## [Exercise requirements]
A – Answer these questions about the forum thread on hunting and cooking wild game:
(i) In what animal did the first post's writer first see the things that "look like a great big worm"?
(ii) What does Ryleyboy do with the muskrat meat after taking the fur?
(iii) What does canid suggest to keep small whole animals from drying out?
B – Continue the forum thread on hunting and cooking wild game, starting after its last post.

## [Reading passage]
I know what you are talking about. The first thing I ever saw them in was a squirrel. They look like a great big worm and I never flipped one out to take a good look. Seems like a lot more in Eastern KY and Southern WV in the last 10 yrs or so. Not that many people hunt anymore and lots more game than when I was a kid. I don't know anyone in KY that hunts them now. Way, Way back when I was always told to never shoot one sitting or didn't run like crazy from a dog. If you find out for sure PM me and let me know, I'm curious why they have been around over 100 yrs that I was told. I wouldn't even bother to clean them.

----------


## Ryleyboy

i never thought of eating muskrat. i always trap them and just take there fur . and then feed the meat to the coyotes but mabye i will try to eat it. how do you recommend i cook it.

----------


## canid

try stewing them, roasting them, etc.

basically i find you get the best texture out of anything that you cook whole and that has small appendages if you do it in a way that keeps them from drying out to much. this can be as simple as tying them before roasting, as you might do with fowl, to cooking them in their broth or a stew.

alternately, you could dress them out and butcher them and cook them like any other small cut or chopped meat.

## [Data to examine]
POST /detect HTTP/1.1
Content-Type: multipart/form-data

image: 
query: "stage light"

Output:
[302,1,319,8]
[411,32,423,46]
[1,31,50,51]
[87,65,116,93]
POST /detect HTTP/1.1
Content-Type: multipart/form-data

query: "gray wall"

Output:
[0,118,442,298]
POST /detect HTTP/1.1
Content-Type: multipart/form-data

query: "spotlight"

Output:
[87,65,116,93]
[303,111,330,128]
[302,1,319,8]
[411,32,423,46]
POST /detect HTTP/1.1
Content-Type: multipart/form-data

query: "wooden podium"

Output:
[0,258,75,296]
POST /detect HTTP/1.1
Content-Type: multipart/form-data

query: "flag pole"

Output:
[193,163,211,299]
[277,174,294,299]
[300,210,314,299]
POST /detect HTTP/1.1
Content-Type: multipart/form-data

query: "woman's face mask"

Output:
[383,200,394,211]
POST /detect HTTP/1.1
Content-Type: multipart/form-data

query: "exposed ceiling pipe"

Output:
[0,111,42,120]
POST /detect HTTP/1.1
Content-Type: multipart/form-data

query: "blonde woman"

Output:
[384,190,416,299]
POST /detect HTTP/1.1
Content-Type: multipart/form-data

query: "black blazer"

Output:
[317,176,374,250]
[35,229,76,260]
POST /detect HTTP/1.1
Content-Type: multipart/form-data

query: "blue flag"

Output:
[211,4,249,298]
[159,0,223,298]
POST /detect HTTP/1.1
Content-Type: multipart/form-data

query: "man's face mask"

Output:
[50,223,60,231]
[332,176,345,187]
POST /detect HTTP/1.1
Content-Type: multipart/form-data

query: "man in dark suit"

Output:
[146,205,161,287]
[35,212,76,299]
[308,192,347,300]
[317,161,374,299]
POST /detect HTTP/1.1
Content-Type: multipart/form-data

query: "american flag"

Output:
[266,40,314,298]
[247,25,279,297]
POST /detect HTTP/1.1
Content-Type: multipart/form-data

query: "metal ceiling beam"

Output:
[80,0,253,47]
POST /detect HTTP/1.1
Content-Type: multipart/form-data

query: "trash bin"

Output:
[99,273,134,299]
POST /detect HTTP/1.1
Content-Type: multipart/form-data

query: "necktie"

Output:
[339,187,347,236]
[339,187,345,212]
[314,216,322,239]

## [Task-by-task outputs]
A –
(i) A squirrel.
(ii) Ryleyboy feeds it to the coyotes.
(iii) Tying them before roasting, as with fowl, or cooking them in their broth or a stew.

B –
----------


## chiggersngrits

this "woolves" thing as i understand it are some kind of fly larvae, maybe blowfly? i have ate squirels that had them on them. i read a story one time about some native american hunters who took an elk and got into a fight over which one would get the "woolve" off its back as they considered them a delicasy.

----------


## catfish10101

Down here, most people will not hunt small game b4 the first frost because they are full of the "wolves" parasites. I do not know exactly what it is but the first frost kills them and gets rid of most of them.

----------


## Rick

Can someone post a link on this parasite? I can't seem to find anything related on the web but would like to know specifically what it is. Perhaps it's a regional thing. Our squirrel season begins August 15, long before the first frost, and I've never encountered a problem.

----------


## crashdive123

Rick - I'm not familiar with the problem, but found this http://www.bio.net/bionet/mm/parasit...st/000948.html

----------


## Rick

Bot flies!! Thanks! I suppose we have those in Indiana but I've never seen an animal infected with them.

----------


## chiggersngrits

good link crash. i saw where they are also called warbles.

----------


## Ole WV Coot

> good link crash. i saw where they are also called warbles.


I guess that's what they are. I just was told not to hunt or eat them if they had em. Must be more of a regional thing. I don't think I could handle eating one. :EEK!:

----------


## chiggersngrits

well i am not eating the worm just the squirrel that came with it. its been awhile but best i can remember when you skin the squirrel out the worm comes off with it with just a small dark spot on the meat were the "woolve" was. most often they were on the back of the squirrel just behind the front shoulders. i  mostly just cooked up the front and hind quarters not much meat on the back and ribs.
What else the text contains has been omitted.